CHALLENGE A: Pick out every line of the listing that contains the word "woman", and copy each of those lines.

How to Climb the Mast – Safely!

by Frank Lanier
Southern Boating (2007)


I’ve watched plenty of sailors go aloft over the years and while most manage to accomplish it in a relatively safe manner, just as many approach the whole evolution with a decidedly cavalier attitude, one seemingly bordering on a death wish at times. A ratty, seldom used bosun’s chair excavated from the bowels of cockpit locker, a worn halyard and a passerby (or wino from a nearby gutter) to crank them up the mast and away they go with nary a though to safety procedures, gear inspections, or any sort of preparation for the job at hand.

All sailors eventually find themselves facing a climb up the mast and while proper planning can make it a safe, even enjoyable experience, it’s still likely the most dangerous evolution aboard, one that can easily result in serious injury or death. Let’s take a look at some basic precautions geared to make any climb up the mast a safe, productive experience.

Getting there is half the fun

There are a number of options available for going aloft, from mast steps (both fixed and removable) to a wide assortment of harnesses and self-climbing arrangements designed for or adapted to climb the mast. The most common method (and focus of this article) however, remains use of a bosun’s chair, preferably in conjunction with some form of safety harness. Much of the preparation and safety information discussed below can be applied to any mast climbing situation, however be sure to follow specific instructions provided for your particular mast climbing set-up.

INPUT:
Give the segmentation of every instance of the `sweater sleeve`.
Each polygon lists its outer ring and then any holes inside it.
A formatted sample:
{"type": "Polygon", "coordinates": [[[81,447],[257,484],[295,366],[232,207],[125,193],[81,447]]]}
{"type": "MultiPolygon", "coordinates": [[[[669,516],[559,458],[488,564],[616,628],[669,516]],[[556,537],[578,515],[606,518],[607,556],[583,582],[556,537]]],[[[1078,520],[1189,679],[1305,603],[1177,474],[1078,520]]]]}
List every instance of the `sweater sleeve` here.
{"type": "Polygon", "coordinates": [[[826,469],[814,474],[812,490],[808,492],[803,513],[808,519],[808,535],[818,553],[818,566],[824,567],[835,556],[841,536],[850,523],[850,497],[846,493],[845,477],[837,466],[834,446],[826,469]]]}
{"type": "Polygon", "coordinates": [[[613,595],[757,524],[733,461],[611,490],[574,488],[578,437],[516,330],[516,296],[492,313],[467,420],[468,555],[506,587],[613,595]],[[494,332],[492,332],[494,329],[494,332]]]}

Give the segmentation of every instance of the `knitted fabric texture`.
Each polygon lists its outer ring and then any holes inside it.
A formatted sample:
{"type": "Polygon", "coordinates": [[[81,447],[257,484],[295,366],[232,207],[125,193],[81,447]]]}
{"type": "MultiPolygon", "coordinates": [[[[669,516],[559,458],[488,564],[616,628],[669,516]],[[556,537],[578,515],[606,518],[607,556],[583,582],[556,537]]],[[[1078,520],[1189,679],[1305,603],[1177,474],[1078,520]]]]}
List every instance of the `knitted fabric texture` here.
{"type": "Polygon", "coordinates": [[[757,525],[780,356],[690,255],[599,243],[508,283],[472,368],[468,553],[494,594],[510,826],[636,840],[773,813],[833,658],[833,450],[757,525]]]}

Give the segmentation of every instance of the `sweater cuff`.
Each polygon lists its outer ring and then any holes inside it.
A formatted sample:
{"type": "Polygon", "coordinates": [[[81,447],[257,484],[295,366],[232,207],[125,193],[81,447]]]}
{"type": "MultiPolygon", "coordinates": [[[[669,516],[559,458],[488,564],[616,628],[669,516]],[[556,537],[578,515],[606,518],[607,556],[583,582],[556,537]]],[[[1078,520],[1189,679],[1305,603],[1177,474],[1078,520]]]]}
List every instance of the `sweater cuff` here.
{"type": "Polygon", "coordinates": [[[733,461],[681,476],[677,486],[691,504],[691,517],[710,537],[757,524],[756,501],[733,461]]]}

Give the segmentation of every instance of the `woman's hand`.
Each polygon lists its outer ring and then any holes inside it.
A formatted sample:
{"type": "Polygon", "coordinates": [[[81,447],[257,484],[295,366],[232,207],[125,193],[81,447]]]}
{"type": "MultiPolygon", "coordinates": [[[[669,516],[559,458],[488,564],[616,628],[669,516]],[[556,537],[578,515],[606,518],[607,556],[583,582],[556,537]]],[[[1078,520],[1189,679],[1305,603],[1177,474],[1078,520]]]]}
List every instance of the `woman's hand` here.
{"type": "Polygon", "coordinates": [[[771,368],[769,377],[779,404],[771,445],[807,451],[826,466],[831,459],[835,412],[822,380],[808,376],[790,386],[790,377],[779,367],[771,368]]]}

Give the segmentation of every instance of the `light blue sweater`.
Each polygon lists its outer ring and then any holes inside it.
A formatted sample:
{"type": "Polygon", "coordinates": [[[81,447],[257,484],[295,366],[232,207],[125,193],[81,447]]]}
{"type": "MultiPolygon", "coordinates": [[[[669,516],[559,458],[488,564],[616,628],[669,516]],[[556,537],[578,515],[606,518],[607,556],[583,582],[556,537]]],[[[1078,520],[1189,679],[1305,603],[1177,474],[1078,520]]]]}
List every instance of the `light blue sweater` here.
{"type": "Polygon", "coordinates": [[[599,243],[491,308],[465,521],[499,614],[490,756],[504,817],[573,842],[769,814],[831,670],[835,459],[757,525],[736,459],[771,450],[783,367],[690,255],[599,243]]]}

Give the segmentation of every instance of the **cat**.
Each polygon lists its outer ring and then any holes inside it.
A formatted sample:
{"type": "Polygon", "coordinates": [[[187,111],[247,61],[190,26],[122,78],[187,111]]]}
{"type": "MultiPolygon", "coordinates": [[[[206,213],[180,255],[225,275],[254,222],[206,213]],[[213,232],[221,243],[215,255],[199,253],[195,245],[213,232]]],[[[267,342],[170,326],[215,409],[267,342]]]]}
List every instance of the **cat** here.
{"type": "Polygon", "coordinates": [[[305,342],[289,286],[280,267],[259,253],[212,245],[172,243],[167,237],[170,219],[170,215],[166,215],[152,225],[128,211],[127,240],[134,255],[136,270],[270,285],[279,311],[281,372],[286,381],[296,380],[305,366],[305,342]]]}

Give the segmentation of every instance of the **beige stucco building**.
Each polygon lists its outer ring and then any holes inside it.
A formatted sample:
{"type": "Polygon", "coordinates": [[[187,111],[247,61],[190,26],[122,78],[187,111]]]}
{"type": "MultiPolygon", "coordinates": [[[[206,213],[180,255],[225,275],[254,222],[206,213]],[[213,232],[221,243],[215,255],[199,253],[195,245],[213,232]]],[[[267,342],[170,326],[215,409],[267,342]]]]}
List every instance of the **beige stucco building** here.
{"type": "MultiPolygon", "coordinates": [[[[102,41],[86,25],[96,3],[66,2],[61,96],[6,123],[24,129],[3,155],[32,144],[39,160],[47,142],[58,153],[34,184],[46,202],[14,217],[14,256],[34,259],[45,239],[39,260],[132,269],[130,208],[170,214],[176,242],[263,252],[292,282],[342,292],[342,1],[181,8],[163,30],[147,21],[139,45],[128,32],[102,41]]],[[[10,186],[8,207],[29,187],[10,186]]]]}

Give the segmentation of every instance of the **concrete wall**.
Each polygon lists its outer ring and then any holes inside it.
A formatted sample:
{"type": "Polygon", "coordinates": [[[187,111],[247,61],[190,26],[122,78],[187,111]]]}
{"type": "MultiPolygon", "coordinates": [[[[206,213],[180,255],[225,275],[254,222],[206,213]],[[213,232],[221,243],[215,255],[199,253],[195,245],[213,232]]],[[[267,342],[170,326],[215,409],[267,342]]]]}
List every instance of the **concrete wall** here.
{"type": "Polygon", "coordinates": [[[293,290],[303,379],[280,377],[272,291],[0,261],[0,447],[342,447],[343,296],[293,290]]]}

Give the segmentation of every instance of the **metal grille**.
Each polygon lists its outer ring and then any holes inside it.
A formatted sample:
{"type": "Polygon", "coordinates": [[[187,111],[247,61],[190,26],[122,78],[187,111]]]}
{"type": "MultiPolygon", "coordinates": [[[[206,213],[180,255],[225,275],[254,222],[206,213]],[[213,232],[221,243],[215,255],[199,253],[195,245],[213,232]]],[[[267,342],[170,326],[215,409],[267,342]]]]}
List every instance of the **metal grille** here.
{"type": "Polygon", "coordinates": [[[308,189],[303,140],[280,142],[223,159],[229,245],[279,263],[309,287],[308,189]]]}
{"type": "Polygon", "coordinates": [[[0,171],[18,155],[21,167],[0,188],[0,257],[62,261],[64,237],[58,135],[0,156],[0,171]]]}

CHALLENGE B: In the mast-climbing article, list the things that careless sailors go up the mast without giving any thought to.

COMPLETE OUTPUT A:
Give the segmentation of every instance of the `woman's hand`.
List every instance of the `woman's hand` here.

COMPLETE OUTPUT B:
- safety procedures
- gear inspections
- any sort of preparation for the job at hand